# [任务目标]
统计下列记录中含有字符串“post”的行数，区分大小写，只写出这个数。

# [所给记录]
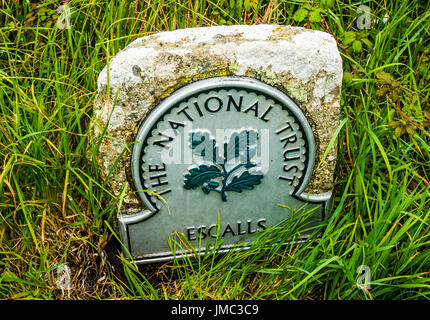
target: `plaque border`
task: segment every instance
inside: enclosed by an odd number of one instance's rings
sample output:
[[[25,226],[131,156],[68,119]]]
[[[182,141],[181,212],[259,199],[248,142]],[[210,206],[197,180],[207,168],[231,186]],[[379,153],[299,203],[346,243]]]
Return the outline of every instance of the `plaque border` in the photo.
[[[315,137],[313,130],[305,117],[303,111],[300,107],[285,93],[280,91],[279,89],[270,86],[264,82],[261,82],[255,78],[249,77],[235,77],[235,76],[226,76],[226,77],[215,77],[208,78],[204,80],[198,80],[193,83],[187,84],[182,88],[171,93],[167,98],[162,100],[158,105],[150,110],[148,115],[143,119],[140,123],[140,127],[138,133],[134,139],[138,143],[133,146],[132,154],[130,157],[131,161],[131,176],[133,180],[134,190],[144,190],[145,187],[141,183],[140,178],[140,167],[142,164],[141,155],[142,151],[146,146],[146,139],[150,136],[151,131],[156,127],[157,123],[162,120],[162,118],[169,113],[169,110],[177,106],[179,103],[183,102],[184,99],[189,99],[196,93],[203,93],[206,91],[221,89],[221,88],[231,88],[231,89],[244,89],[244,90],[252,90],[257,91],[261,94],[264,94],[266,97],[274,99],[276,103],[279,103],[282,107],[287,106],[288,111],[292,113],[292,116],[297,120],[297,122],[302,126],[303,131],[306,135],[305,143],[307,150],[307,166],[306,171],[303,175],[301,183],[295,187],[290,196],[305,201],[309,203],[320,203],[322,205],[322,216],[321,221],[325,219],[325,216],[328,215],[328,210],[331,203],[332,193],[331,191],[321,193],[321,194],[310,194],[304,192],[307,185],[310,182],[314,165],[315,165]],[[156,254],[148,254],[144,257],[133,257],[132,248],[129,239],[129,226],[137,223],[141,223],[149,218],[151,218],[154,214],[156,214],[159,209],[156,205],[150,200],[147,194],[143,191],[137,191],[137,195],[141,202],[145,205],[146,209],[137,212],[135,214],[119,214],[118,215],[118,224],[120,237],[123,242],[125,248],[124,254],[128,260],[133,260],[135,263],[143,264],[143,263],[154,263],[154,262],[164,262],[169,261],[173,258],[171,252],[163,252]],[[220,252],[226,252],[230,250],[228,247],[232,245],[224,246]],[[246,245],[242,246],[241,249],[248,248]],[[204,250],[200,254],[204,254]],[[181,254],[178,258],[184,258],[189,256],[190,254]]]

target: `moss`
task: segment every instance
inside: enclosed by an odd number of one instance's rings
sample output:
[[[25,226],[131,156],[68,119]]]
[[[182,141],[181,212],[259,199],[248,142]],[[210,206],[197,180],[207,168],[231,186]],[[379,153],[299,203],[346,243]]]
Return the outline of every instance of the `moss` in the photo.
[[[164,93],[160,96],[159,100],[163,100],[164,98],[168,97],[172,92],[176,91],[177,89],[191,83],[191,82],[195,82],[198,80],[203,80],[203,79],[207,79],[207,78],[215,78],[215,77],[226,77],[226,76],[231,76],[233,75],[233,72],[231,71],[230,67],[229,68],[221,68],[221,69],[216,69],[216,70],[211,70],[211,71],[206,71],[206,72],[198,72],[195,75],[191,76],[191,77],[182,77],[177,79],[176,83],[169,87],[166,91],[164,91]],[[157,105],[159,101],[157,101],[156,103],[154,103],[154,105]],[[152,108],[152,106],[151,106]]]

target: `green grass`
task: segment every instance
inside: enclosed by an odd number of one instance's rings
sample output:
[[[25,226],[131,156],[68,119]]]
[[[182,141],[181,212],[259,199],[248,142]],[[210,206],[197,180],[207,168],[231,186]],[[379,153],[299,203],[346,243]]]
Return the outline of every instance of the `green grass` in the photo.
[[[72,27],[60,30],[60,1],[1,1],[0,297],[429,299],[429,4],[367,2],[380,21],[358,30],[359,1],[335,1],[321,21],[298,22],[303,3],[69,1]],[[136,38],[255,23],[325,30],[339,42],[345,120],[331,214],[313,241],[279,245],[298,235],[300,216],[248,251],[138,268],[116,244],[121,197],[99,176],[88,141],[97,76]],[[178,250],[187,245],[171,240]],[[60,290],[66,264],[72,289]],[[356,285],[360,265],[371,270],[368,290]]]

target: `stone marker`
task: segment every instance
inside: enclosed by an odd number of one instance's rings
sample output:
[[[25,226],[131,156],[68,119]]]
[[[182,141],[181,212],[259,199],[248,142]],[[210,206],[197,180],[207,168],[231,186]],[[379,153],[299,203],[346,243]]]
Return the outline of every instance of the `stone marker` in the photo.
[[[107,124],[98,162],[107,177],[120,158],[108,179],[125,191],[118,227],[137,263],[171,259],[175,232],[196,248],[218,235],[228,248],[304,205],[315,208],[310,225],[324,219],[336,144],[317,165],[339,124],[342,80],[331,35],[176,30],[137,39],[108,66],[92,138]]]

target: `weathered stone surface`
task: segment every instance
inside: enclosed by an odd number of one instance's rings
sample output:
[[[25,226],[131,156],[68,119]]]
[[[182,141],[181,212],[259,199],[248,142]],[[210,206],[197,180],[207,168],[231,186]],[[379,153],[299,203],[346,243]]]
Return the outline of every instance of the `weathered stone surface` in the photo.
[[[131,150],[151,108],[187,83],[217,76],[253,77],[291,97],[311,123],[319,163],[339,123],[342,61],[333,37],[289,26],[220,26],[143,37],[110,60],[109,70],[106,66],[99,75],[94,102],[94,140],[110,116],[98,155],[102,174],[108,174],[124,148]],[[319,194],[333,187],[336,149],[315,166],[307,192]],[[109,178],[115,194],[130,181],[129,174],[126,151]],[[130,213],[140,210],[133,194],[124,204]]]

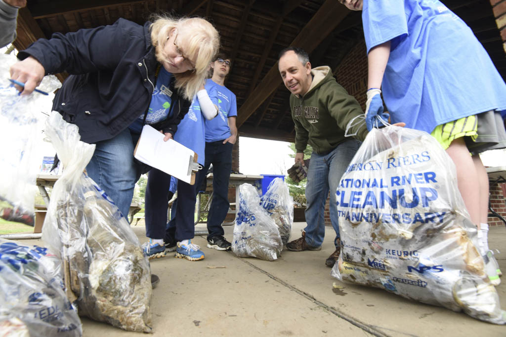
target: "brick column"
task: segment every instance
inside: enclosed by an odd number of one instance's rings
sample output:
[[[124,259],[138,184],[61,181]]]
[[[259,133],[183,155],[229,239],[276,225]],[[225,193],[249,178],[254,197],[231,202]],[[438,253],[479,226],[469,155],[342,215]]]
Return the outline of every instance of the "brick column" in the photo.
[[[500,31],[502,46],[506,53],[506,0],[490,0],[495,23]]]

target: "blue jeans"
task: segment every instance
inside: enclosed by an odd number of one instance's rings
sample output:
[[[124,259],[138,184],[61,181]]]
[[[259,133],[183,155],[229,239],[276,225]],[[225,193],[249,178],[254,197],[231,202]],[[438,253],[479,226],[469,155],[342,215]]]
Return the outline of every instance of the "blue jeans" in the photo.
[[[209,167],[213,164],[213,201],[207,215],[207,239],[222,236],[225,231],[221,224],[227,216],[230,204],[228,202],[228,182],[232,171],[232,149],[234,145],[223,140],[205,143],[205,163],[198,171],[195,186],[200,186],[205,179]]]
[[[130,210],[141,168],[134,159],[139,134],[126,128],[110,139],[98,142],[86,166],[88,176],[112,200],[125,218]]]
[[[308,225],[304,228],[306,242],[311,247],[321,246],[325,236],[325,204],[330,190],[330,222],[335,231],[334,244],[338,246],[339,223],[335,191],[341,177],[346,170],[361,142],[351,139],[338,146],[325,155],[311,154],[306,186],[306,208],[305,214]]]

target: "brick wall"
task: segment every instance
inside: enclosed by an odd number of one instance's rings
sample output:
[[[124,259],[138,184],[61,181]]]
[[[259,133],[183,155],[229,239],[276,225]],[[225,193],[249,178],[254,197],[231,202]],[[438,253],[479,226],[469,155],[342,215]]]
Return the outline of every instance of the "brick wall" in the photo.
[[[490,0],[497,28],[500,30],[502,46],[506,53],[506,0]]]
[[[334,70],[338,83],[357,99],[365,110],[367,90],[367,56],[365,41],[360,40],[346,56],[339,67]]]
[[[506,219],[506,183],[491,184],[490,192],[492,209]],[[504,223],[495,216],[489,217],[487,222],[489,226],[504,225]]]

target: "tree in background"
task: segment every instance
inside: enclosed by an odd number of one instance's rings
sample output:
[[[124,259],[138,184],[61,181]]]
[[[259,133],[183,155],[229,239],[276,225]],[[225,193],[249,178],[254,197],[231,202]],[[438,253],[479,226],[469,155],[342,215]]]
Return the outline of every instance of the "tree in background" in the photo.
[[[143,174],[136,183],[135,189],[134,190],[132,201],[138,203],[143,208],[144,207],[144,197],[146,196],[146,187],[147,184],[148,177],[146,174]]]
[[[295,149],[295,143],[290,143],[288,146],[292,154],[289,155],[292,158],[295,158],[295,155],[297,153]],[[313,148],[311,145],[308,145],[304,150],[304,159],[311,158],[311,153],[313,153]],[[288,189],[290,190],[290,195],[293,197],[294,206],[296,207],[306,207],[306,184],[307,183],[308,179],[304,179],[299,182],[296,182],[287,175],[285,177],[285,182],[288,184]]]

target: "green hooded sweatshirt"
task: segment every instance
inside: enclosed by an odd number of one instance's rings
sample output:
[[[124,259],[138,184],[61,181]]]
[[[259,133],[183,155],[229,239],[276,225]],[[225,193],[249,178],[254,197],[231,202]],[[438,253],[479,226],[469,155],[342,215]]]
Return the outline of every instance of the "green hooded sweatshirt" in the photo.
[[[346,126],[352,119],[364,113],[354,97],[338,84],[330,68],[317,67],[311,70],[313,81],[304,96],[290,95],[291,117],[295,123],[295,148],[304,152],[308,143],[318,154],[326,154],[349,137]],[[363,140],[367,134],[365,121],[360,118],[348,130]]]

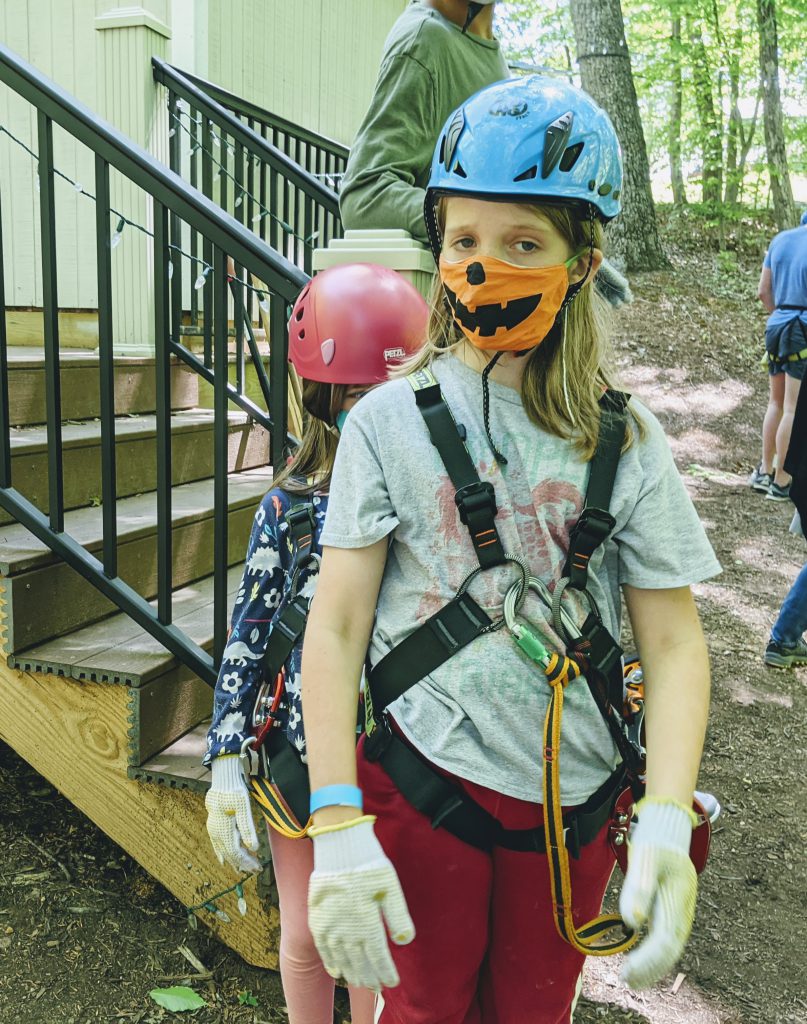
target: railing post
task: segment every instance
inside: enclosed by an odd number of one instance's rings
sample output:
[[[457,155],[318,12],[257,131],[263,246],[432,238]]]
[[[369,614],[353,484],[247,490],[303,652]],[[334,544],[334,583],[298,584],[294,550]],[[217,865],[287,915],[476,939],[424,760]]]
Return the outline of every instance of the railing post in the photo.
[[[39,129],[39,220],[42,237],[42,316],[45,335],[45,407],[48,437],[48,518],[56,534],[65,529],[61,465],[61,379],[58,358],[56,286],[56,209],[53,193],[53,124],[42,111]]]
[[[171,536],[171,345],[168,315],[168,211],[155,202],[154,295],[155,376],[157,390],[157,614],[172,618],[173,557]]]
[[[233,167],[233,177],[235,181],[235,198],[233,202],[233,216],[240,224],[244,223],[244,214],[246,212],[246,204],[244,202],[244,146],[241,142],[236,142],[236,156],[235,167]],[[241,293],[239,299],[244,299],[244,267],[241,263],[236,263],[233,267],[233,279],[235,285]],[[242,301],[241,308],[244,315],[246,315],[247,302]],[[239,303],[233,302],[232,304],[232,319],[236,325],[236,389],[239,394],[244,394],[244,315],[239,311]]]
[[[98,275],[98,369],[100,372],[101,513],[103,571],[118,574],[117,467],[115,461],[115,350],[110,250],[110,165],[95,157],[95,253]]]
[[[5,324],[3,209],[0,197],[0,487],[11,486],[11,417],[8,408],[8,336]]]
[[[218,666],[227,635],[227,257],[213,256],[213,663]]]
[[[202,191],[208,199],[213,199],[213,159],[210,156],[210,132],[207,119],[203,116],[199,126],[199,137],[202,143]],[[206,144],[207,141],[207,144]],[[202,259],[205,266],[213,265],[213,244],[204,236],[202,238]],[[194,283],[196,288],[196,282]],[[213,282],[210,274],[205,276],[202,289],[203,322],[202,334],[205,341],[205,366],[213,366]]]
[[[182,101],[174,92],[168,93],[168,156],[171,170],[182,176],[182,130],[179,121],[182,116]],[[176,119],[176,120],[175,120]],[[173,132],[173,134],[171,134]],[[177,250],[182,248],[182,221],[171,214],[171,243],[175,249],[169,255],[171,266],[171,337],[179,341],[182,325],[182,257]]]
[[[271,465],[277,473],[286,462],[286,435],[289,432],[289,393],[287,390],[289,326],[286,316],[286,303],[283,298],[280,295],[272,295],[270,301],[269,392],[271,394],[271,408],[269,416],[273,425]]]
[[[95,70],[97,106],[129,138],[168,163],[168,127],[162,90],[143,81],[143,68],[156,54],[168,56],[171,4],[164,0],[96,0]],[[136,87],[133,83],[137,83]],[[133,95],[134,89],[138,95]],[[152,201],[133,181],[113,175],[112,205],[129,220],[151,227]],[[119,355],[154,355],[151,240],[127,226],[116,248],[113,282],[115,347]]]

# [解答]
2